> _Your assignment_
The entries below are to be given back exactly, with images excluded.
=== Section Start ===
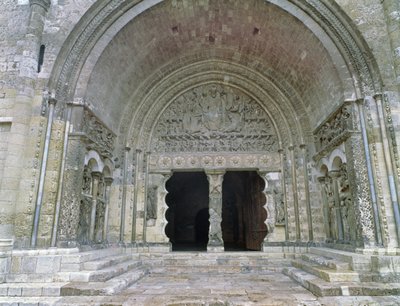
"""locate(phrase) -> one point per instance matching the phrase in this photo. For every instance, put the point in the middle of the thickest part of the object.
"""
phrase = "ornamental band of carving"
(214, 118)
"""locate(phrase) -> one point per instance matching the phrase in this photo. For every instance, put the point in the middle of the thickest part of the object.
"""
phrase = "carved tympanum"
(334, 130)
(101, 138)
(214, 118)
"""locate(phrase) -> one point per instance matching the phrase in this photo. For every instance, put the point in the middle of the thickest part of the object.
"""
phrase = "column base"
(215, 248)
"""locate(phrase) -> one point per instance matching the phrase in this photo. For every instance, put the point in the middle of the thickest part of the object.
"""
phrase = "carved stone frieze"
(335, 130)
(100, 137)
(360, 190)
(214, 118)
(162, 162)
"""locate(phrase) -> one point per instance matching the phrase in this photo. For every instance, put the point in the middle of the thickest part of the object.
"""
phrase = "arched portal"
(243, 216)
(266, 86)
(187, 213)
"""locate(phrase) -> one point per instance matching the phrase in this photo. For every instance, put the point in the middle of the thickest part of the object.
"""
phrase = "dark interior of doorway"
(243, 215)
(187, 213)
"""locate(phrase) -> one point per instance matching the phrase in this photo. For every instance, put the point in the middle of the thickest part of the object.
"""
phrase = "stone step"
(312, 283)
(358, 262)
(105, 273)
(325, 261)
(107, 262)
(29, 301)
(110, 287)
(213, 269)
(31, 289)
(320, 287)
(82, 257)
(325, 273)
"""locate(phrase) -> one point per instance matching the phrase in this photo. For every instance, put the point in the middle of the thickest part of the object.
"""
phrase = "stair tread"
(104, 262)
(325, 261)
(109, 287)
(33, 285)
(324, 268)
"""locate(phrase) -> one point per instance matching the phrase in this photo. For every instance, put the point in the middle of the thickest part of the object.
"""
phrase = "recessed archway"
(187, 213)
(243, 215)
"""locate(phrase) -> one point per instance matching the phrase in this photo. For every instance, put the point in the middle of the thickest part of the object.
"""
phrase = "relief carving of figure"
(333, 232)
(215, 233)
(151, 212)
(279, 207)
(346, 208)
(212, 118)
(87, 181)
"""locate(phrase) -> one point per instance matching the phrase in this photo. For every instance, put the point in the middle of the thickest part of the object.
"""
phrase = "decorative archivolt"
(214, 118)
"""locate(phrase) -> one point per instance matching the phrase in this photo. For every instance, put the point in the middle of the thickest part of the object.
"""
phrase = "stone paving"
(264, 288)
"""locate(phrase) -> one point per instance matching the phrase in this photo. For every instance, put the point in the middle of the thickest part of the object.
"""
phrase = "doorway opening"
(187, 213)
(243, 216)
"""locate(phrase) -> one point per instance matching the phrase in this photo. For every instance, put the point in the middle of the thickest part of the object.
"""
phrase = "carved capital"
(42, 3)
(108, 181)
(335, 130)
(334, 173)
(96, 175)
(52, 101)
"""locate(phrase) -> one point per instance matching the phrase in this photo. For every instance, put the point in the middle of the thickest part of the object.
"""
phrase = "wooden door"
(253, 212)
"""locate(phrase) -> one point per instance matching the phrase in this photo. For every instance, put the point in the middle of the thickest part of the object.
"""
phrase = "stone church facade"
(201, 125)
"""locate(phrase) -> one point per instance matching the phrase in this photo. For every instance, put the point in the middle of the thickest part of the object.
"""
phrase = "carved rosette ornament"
=== Section End ===
> _Completed task_
"""locate(phrase) -> one point per instance matching the phrase in this photo. For every instance, put the point in the middle of the thickest part of the object.
"""
phrase = "ornamental band of carving"
(214, 118)
"""locate(phrase) -> one point per instance matching the phrase in this photo. For every instance, put the point in the middle of the thickest part of the object.
"""
phrase = "carved tympanum"
(334, 130)
(101, 138)
(214, 118)
"""locate(phrase) -> one point per instance matching the phrase in this photo. For every instance, put the point in the middle of the thickest part of the object.
"""
phrase = "column base"
(215, 248)
"""locate(phrase) -> one point per instance matching the phrase in this photo. For every instance, put the point in the middle of the thickest part of the object.
"""
phrase = "carved stone frieze"
(335, 130)
(100, 137)
(360, 190)
(214, 118)
(162, 162)
"""locate(phrase) -> one point per instance matching the phrase in this photo. For every instance, put the point in the middle of the thickest part of the object.
"""
phrase = "arched portal"
(243, 216)
(266, 86)
(187, 213)
"""locate(phrase) -> one point per instance matching the phrase in this photo. For every instance, put the point in the middle of the thickest part of the object.
"""
phrase = "dark interior of doorway"
(243, 215)
(187, 213)
"""locate(phrase) -> one point per instance matching the phrase in this photo. For every instance, put the point in the middle of the thickest part of the object.
"""
phrase = "stone step"
(312, 283)
(358, 262)
(105, 273)
(325, 261)
(107, 262)
(29, 301)
(110, 287)
(213, 269)
(31, 289)
(320, 287)
(82, 257)
(325, 273)
"""locate(phrase) -> one point per instance matching the phrase in this photo. For every instance, put the point in the middle of the thickest part of the object.
"""
phrase = "stair tread"
(104, 262)
(325, 261)
(109, 287)
(33, 285)
(324, 268)
"""locate(phrase) -> one point per instance matching the phrase in this photo. For every instance, put the point in the middle of the thickest part of the object.
"""
phrase = "recessed archway"
(187, 213)
(243, 215)
"""locate(phrase) -> one point per instance matching the phrase in this photo. For every instance, put the point in the middle of the thickest part of the object.
"""
phrase = "relief carving of figure"
(333, 232)
(215, 233)
(151, 212)
(279, 207)
(346, 208)
(212, 118)
(87, 181)
"""locate(phrase) -> one point per instance matching the phrase in this photo. For every instance, put the point in the middle of the thickest part of the object.
"""
phrase = "decorative archivolt"
(214, 118)
"""locate(phrase) -> one point per instance matching the phrase in this photo. For every instance, put the point in the middle of the thickest part of the object.
"""
phrase = "stone paving"
(264, 288)
"""locate(phrase) -> one point per instance matching the phrase in this photo. For every instance, put the point in the middle of the thickest part of the object.
"""
phrase = "doorway opening"
(187, 213)
(243, 216)
"""locate(phrase) -> one point per instance matching the phrase in this photo. For every instance, put the point in the middle of the thickest part of the object.
"""
phrase = "carved capital"
(42, 3)
(108, 181)
(335, 130)
(334, 173)
(96, 175)
(52, 101)
"""locate(phrase) -> one point per instance matching the phrase in this photo. For every instance, put the point in the middle of the thickest part of the object.
"""
phrase = "wooden door"
(253, 212)
"""locate(phrase) -> one point per instance matching the phrase in this photo. For every instance, put the point in the middle of the thickest part of the object.
"""
phrase = "stone church facade"
(201, 125)
"""locate(phrase) -> one point per instance matching the phrase in this photo. For every instance, put the point in the middle of the thickest part of the object.
"""
phrase = "carved rosette ornament"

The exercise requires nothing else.